■ **Given instruction**:
Pull out every line of the entries below that contains the word "instances".
______
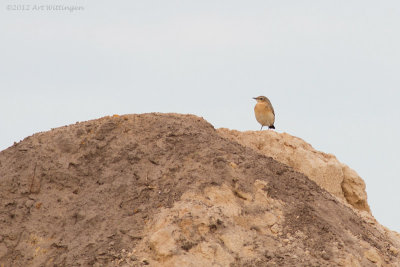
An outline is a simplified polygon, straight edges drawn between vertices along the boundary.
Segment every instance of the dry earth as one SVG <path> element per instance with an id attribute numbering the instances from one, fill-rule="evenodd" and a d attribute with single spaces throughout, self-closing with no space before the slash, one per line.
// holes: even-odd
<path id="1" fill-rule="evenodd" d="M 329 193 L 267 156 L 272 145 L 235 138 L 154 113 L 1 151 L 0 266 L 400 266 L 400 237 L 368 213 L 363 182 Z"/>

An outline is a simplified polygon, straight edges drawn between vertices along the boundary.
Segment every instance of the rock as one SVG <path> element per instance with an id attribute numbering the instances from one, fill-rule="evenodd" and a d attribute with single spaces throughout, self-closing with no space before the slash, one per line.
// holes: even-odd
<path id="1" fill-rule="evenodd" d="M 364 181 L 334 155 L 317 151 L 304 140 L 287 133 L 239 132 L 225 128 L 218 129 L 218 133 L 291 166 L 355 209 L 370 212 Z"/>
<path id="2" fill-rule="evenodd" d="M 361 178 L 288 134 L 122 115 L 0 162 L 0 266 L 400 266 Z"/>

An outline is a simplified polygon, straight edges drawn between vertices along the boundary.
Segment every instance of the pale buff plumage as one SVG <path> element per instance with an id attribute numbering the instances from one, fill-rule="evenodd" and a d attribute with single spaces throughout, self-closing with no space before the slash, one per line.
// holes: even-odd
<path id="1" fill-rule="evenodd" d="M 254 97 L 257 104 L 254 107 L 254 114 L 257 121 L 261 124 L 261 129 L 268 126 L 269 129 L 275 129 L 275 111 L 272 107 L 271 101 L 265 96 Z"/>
______
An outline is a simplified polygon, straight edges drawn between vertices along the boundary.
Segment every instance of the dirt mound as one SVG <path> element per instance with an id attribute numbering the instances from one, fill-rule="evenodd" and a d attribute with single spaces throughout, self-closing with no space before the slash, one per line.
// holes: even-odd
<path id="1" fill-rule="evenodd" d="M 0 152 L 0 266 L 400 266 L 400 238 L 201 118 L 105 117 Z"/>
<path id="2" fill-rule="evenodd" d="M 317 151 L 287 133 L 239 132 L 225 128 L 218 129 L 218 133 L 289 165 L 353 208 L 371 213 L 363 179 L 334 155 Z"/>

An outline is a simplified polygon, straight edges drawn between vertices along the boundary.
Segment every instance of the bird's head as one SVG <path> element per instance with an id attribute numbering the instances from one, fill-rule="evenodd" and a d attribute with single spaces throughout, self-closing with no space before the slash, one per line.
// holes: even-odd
______
■ **Solved exercise**:
Segment every instance of the dry earth as one SVG <path> element per instance with an id attribute numbering the instances from one, fill-rule="evenodd" and a d attribute with single spaces throughout, self-closing with no space before the slash, one per line.
Segment every instance of the rock as one SVG <path> element per instance with an id attribute numbering the instances from one, fill-rule="evenodd" and a d attribute with single spaces throughout, self-closing with no space before the slash, one per line.
Segment every instance of the pale buff plumage as one SVG <path> element per instance with an id attribute numbering the instances from one, fill-rule="evenodd" and a d attribute with single spaces throughout, self-closing with no space before the slash, one per line.
Segment every instance of the dirt mound as one SVG <path> element per instance with an id attribute numbering the instances from one, fill-rule="evenodd" and a d attribute with single spaces throughout, self-closing with no space before the slash, one per line.
Segment every instance of the bird's head as one SVG <path> element per instance with an id attribute numbering the instances from one, fill-rule="evenodd" and a d attribute with single spaces throughout, self-closing with no space before the slash, one per line.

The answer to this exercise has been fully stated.